- YOUR INSTRUCTIONS
Rewrite the lines below as a numbered list. Skip blank lines and leave out the pictures.

═══ ENTRIES SUPPLIED

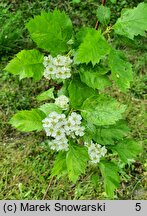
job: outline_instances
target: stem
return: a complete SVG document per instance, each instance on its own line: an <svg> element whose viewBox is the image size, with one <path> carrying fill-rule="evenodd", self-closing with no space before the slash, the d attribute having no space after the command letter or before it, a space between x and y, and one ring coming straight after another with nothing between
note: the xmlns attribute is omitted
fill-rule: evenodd
<svg viewBox="0 0 147 216"><path fill-rule="evenodd" d="M102 0L102 5L104 5L105 3L106 3L106 0ZM100 23L99 23L99 21L97 20L97 21L96 21L96 24L95 24L95 29L96 29L96 30L98 30L99 24L100 24Z"/></svg>
<svg viewBox="0 0 147 216"><path fill-rule="evenodd" d="M51 180L49 181L48 187L47 187L47 189L46 189L46 191L45 191L45 194L43 195L42 200L45 200L46 195L47 195L47 193L48 193L48 190L49 190L49 188L50 188L50 186L51 186L51 184L52 184L54 178L55 178L55 176L53 176L53 177L51 178Z"/></svg>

══════

- ANSWER TO THE PROBLEM
1. job: outline_instances
2. target: stem
3. return: a complete SVG document per instance, each instance on its own line: an <svg> element whose viewBox is the image size, with one <path> carrying fill-rule="evenodd", self-closing with no space before the slash, the d attribute having no space after the command letter or before it, a space between x and y, and one ring coming straight after another with nothing between
4. note: the xmlns attribute is omitted
5. fill-rule: evenodd
6. <svg viewBox="0 0 147 216"><path fill-rule="evenodd" d="M102 0L102 5L104 5L105 3L106 3L106 0ZM100 23L99 23L99 21L97 20L97 21L96 21L96 24L95 24L95 29L96 29L96 30L98 30L99 24L100 24Z"/></svg>
7. <svg viewBox="0 0 147 216"><path fill-rule="evenodd" d="M51 180L49 181L48 187L47 187L47 189L46 189L46 191L45 191L45 194L43 195L42 200L45 200L46 195L47 195L47 193L48 193L48 190L49 190L49 188L50 188L50 186L51 186L51 184L52 184L54 178L55 178L55 176L53 176L53 177L51 178Z"/></svg>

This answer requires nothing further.